Detection annotation records:
[BEGIN]

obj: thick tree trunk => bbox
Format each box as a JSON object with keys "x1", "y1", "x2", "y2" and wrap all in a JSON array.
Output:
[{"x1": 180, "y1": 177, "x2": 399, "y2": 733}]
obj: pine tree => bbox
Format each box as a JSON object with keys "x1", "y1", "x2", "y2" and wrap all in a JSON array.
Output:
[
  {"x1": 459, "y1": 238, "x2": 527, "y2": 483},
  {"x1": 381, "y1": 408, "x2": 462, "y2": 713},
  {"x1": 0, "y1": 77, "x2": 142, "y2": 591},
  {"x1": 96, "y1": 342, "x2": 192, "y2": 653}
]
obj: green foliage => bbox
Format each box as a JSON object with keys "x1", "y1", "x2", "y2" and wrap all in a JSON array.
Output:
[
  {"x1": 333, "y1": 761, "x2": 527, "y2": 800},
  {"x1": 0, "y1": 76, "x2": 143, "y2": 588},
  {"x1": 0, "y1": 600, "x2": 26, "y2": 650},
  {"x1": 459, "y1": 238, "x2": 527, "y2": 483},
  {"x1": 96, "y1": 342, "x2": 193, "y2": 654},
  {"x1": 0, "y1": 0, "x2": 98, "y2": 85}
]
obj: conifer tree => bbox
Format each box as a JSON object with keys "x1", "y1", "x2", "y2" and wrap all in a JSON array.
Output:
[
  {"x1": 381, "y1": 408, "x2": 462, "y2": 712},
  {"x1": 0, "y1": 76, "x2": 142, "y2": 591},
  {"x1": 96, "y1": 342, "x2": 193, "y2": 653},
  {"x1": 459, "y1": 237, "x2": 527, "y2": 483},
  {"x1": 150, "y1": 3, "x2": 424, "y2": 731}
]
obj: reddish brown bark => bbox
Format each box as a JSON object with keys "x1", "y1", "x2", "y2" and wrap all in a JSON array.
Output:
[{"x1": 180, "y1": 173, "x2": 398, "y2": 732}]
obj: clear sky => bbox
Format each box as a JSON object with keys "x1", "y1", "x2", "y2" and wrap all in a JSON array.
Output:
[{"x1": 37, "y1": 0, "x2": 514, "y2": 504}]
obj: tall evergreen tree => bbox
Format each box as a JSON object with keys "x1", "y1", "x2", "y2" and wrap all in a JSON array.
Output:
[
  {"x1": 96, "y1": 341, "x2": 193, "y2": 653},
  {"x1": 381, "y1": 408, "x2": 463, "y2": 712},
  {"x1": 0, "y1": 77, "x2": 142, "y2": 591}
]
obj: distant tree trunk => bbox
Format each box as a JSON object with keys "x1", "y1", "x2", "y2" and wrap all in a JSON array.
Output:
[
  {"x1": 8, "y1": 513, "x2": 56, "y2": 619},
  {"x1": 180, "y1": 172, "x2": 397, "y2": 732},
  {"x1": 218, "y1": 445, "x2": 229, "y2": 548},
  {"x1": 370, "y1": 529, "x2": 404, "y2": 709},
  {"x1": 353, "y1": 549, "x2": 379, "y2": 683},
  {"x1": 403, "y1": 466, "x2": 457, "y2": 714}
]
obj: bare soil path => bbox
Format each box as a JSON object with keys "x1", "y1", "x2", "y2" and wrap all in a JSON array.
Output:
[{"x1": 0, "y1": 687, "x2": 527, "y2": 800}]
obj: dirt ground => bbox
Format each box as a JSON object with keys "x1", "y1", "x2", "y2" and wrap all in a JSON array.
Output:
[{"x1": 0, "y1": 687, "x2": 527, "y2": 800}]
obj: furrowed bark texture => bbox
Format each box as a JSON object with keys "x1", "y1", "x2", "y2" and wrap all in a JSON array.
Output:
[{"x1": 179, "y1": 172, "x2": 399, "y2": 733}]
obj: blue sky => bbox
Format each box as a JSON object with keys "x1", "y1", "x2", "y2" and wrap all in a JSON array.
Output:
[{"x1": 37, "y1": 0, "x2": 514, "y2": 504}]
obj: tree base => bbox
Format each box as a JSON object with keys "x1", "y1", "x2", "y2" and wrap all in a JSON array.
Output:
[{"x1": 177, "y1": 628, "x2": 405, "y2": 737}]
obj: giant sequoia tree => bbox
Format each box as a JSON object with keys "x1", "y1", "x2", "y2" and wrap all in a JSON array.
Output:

[END]

## Written problem
Retype, exactly and only, the lines running from the one with "obj: reddish brown bark => bbox" through the final line of the listing above.

## Exercise solution
obj: reddish brown bark => bbox
Format each box as a JSON object with keys "x1", "y1", "x2", "y2" and wrap all in a JSON array.
Output:
[{"x1": 180, "y1": 173, "x2": 398, "y2": 732}]
obj: clear sky => bbox
Format each box as a JSON object with keys "x1", "y1", "x2", "y2" and wrap all in a JSON array.
Output:
[{"x1": 37, "y1": 0, "x2": 514, "y2": 504}]
obj: tall evergreen tree => bbox
Format each box as a JSON object with keys "x1", "y1", "x2", "y2" and wrap all in a JSON array.
Output:
[
  {"x1": 96, "y1": 341, "x2": 193, "y2": 653},
  {"x1": 381, "y1": 408, "x2": 463, "y2": 712},
  {"x1": 0, "y1": 77, "x2": 142, "y2": 591}
]
obj: distant tree trunk => bbox
Format each box as a JSON object with keys "x1", "y1", "x2", "y2" and wrap all in a JSON array.
Output:
[
  {"x1": 8, "y1": 513, "x2": 56, "y2": 619},
  {"x1": 180, "y1": 172, "x2": 397, "y2": 732},
  {"x1": 218, "y1": 445, "x2": 229, "y2": 548},
  {"x1": 370, "y1": 529, "x2": 404, "y2": 709},
  {"x1": 353, "y1": 549, "x2": 379, "y2": 683},
  {"x1": 403, "y1": 466, "x2": 457, "y2": 714}
]
obj: bare soil path => bbox
Format each box as a JSON object with keys "x1", "y1", "x2", "y2" and wrap all in a JSON array.
Output:
[{"x1": 0, "y1": 687, "x2": 527, "y2": 800}]
obj: dirt ground => bbox
Format each box as a JSON object with keys "x1", "y1", "x2", "y2" and wrap all in a JSON array.
Output:
[{"x1": 0, "y1": 687, "x2": 527, "y2": 800}]
obj: furrowed bark texture => bbox
Format each box as a JSON object with keys "x1", "y1", "x2", "y2" and wrap all in a JSON array.
Output:
[{"x1": 179, "y1": 172, "x2": 399, "y2": 733}]
obj: blue sky => bbox
Format each box as a JSON object with keys "x1", "y1", "x2", "y2" and wrap all in a JSON array.
Output:
[{"x1": 37, "y1": 0, "x2": 514, "y2": 504}]
obj: tree base => bbox
Format each box as a JSON object with keys "x1", "y1", "x2", "y2" and wrap all in a JSON array.
Output:
[{"x1": 177, "y1": 628, "x2": 405, "y2": 737}]
obj: giant sequoia tree => bbox
Format each box as a JSON object with keys "x1", "y1", "x2", "y2" and wrap all in a JSON array.
Output:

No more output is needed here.